=== Exercise task ===
Your task is to reproduce the entries below word for word.
++++++
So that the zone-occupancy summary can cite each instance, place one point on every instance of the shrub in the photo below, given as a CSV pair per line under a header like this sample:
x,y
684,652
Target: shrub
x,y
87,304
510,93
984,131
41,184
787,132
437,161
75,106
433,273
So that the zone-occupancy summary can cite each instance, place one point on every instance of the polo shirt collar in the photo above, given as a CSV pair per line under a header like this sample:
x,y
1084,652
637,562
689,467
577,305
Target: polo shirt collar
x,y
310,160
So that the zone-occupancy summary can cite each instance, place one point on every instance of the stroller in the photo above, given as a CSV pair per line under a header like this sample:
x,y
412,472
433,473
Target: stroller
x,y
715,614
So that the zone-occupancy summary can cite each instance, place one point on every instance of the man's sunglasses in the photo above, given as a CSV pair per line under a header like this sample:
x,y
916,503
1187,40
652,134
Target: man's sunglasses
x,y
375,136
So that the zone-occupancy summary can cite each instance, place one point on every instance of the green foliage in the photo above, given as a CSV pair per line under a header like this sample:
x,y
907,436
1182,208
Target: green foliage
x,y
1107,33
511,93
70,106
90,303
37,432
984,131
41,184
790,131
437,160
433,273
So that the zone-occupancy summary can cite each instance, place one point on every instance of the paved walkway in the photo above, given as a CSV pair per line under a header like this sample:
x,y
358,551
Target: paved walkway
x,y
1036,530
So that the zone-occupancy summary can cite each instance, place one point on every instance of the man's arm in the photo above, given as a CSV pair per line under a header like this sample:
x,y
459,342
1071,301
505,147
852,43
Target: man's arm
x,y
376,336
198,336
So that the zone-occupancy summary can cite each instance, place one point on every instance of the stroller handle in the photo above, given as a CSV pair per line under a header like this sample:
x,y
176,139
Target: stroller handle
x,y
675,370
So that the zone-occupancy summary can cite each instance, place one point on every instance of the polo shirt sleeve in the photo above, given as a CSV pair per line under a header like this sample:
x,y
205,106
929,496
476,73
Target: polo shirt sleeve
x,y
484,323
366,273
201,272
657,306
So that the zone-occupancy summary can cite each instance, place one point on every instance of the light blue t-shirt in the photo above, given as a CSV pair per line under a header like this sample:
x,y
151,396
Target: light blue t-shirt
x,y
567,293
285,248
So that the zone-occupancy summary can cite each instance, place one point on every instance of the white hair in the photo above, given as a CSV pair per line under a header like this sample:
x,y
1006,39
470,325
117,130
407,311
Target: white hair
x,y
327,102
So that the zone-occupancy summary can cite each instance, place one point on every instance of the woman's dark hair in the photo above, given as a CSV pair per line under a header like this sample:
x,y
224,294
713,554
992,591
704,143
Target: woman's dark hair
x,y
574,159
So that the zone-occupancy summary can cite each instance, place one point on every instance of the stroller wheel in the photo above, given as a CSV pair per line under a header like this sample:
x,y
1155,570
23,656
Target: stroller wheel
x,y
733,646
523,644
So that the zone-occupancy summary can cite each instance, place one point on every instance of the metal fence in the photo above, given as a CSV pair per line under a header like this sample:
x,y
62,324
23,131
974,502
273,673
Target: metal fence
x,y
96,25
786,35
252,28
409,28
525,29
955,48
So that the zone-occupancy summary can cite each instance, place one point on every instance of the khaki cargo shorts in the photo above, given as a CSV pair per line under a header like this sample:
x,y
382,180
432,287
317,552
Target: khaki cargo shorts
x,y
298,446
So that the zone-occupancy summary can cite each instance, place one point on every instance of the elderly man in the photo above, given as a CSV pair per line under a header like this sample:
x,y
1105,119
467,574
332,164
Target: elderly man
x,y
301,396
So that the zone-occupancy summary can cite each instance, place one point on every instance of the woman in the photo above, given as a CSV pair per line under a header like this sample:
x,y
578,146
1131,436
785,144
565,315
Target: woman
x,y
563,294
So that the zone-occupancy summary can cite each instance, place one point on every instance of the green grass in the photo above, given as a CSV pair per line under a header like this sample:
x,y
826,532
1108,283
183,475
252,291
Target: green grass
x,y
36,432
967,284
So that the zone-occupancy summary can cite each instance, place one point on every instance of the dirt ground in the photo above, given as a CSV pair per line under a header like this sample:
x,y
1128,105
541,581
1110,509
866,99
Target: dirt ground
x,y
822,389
++++++
=== Complete answer ===
So that the zone-occupancy summary can cite each instance, place one point on every instance of the shrub in the photo below, given as a CSV pair per line under a header like this sample:
x,y
684,652
Target: shrub
x,y
87,304
510,93
984,131
41,184
787,132
437,161
75,106
433,273
So that the zone-occupancy summary can cite each instance, place one point on every instance of the polo shirt collar in the photo above, given as a CSV pair per line under a header like this sample:
x,y
1084,652
637,562
689,467
577,305
Target: polo shirt collar
x,y
310,160
So that the zone-occupancy summary can cite each instance, place one point on every instance of the stroller in the photo above, given as a CSV pair per line under a header like this sample:
x,y
412,472
433,473
Target: stroller
x,y
715,614
So that the zone-occupancy summary can cite each instance, place one point on every instance of the man's sunglasses in the photo above, given as a CSV pair per line under a header like this sample:
x,y
916,503
1187,40
652,134
Target: man's sunglasses
x,y
375,136
So that the zone-occupancy summary can cite each instance, place one point on every instance of the green foliage in the photo above, given as a CSV pair per line under a header like this sample:
x,y
907,436
1182,208
Target: green foliage
x,y
1107,33
511,93
70,106
90,303
37,432
984,131
41,184
790,131
437,160
433,273
So that the zone-occupancy summary can cite each instance, place one point on every instance of the paved walkway in the photo above, given as a CSV pair per line under a header like this sample:
x,y
358,551
Target: paved walkway
x,y
1036,530
So that the zone-occupancy summary can cite each instance, place one point on every instance of the man's arm in the photo above, given as a CSV pair per line under a header like this sample:
x,y
459,342
1071,301
505,147
852,43
Target: man's arm
x,y
376,336
198,336
So that the zone-occupancy summary can cite each instance, place one point on every instance of the stroller handle in the photo above, given as a CSV pair per line under a header like this sample:
x,y
176,139
Target: stroller handle
x,y
675,370
So that the zone-occupancy summary can cite each instance, place one point on every instance of the polo shirt sleeve in the photo above, given as a CSV pair per line under a header like this sample:
x,y
205,106
929,496
476,73
Target: polo shirt sleeve
x,y
484,323
366,273
201,272
657,306
So that the zone-occupancy summary can cite each instance, place one point on every instance of the light blue t-shirt in the photo above, given as a CSV pair per line under a header like this sample:
x,y
151,396
Target: light blue t-shirt
x,y
567,293
285,248
So that the zone-occupancy summary can cite each instance, place one point on every instance of the white hair in the photo above, given as a CSV pair per line under a header like this sample:
x,y
1006,39
470,325
117,130
407,311
Target: white hair
x,y
327,102
So that the zone-occupancy summary can cite each instance, place one point on every instance of the woman's dark hair in the photo above, given as a CSV pair per line under a header like this sample:
x,y
224,294
713,554
992,591
704,143
Target: woman's dark hair
x,y
574,159
So that the zone-occupancy summary can cite each instance, place one point on every instance of the stroller wheel in the photo above, given as a CSV pair per line under a header like this sample:
x,y
1155,570
23,656
Target: stroller wheel
x,y
733,646
523,644
So that the zone-occupancy summary can cite each instance, place one point on every instance of the metal fence in the photo above, given as a CSV pair per line under a header like this sample:
x,y
62,324
23,131
974,502
273,673
Target: metal fence
x,y
96,25
786,35
252,28
409,28
525,29
955,48
So that the zone-occupancy summary can cite each instance, place one point on every instance of the khaki cargo shorts in the photo above, given as a CSV pair per line under a header like this sample:
x,y
382,180
432,287
317,552
Target: khaki cargo shorts
x,y
298,446
So that the zone-occupancy summary can cite each instance, place one point on every instance of the elderly man in the photo above, given as a CSV pair per line under a header like this sample:
x,y
1105,119
467,574
332,164
Target: elderly man
x,y
301,396
So that the zone-occupancy summary can cite each instance, place one point on every instance of the woman in the photo above, given as a CSV pair per line under a header like this sample:
x,y
578,146
1131,436
785,144
565,315
Target: woman
x,y
563,294
So that the zone-occupancy summary can cite each instance, place one point on every instance of the green grass in the photo above, given as a CSV pair per line under a header like this sample:
x,y
826,532
1108,283
183,475
252,291
Target: green grass
x,y
36,432
967,284
So that the zone-occupancy summary can cite each instance, place one point on every instance of the dirt ground in the photo above, given as a CSV pair per line under a header like this sample:
x,y
1128,105
541,581
1110,509
866,99
Target: dirt ground
x,y
822,389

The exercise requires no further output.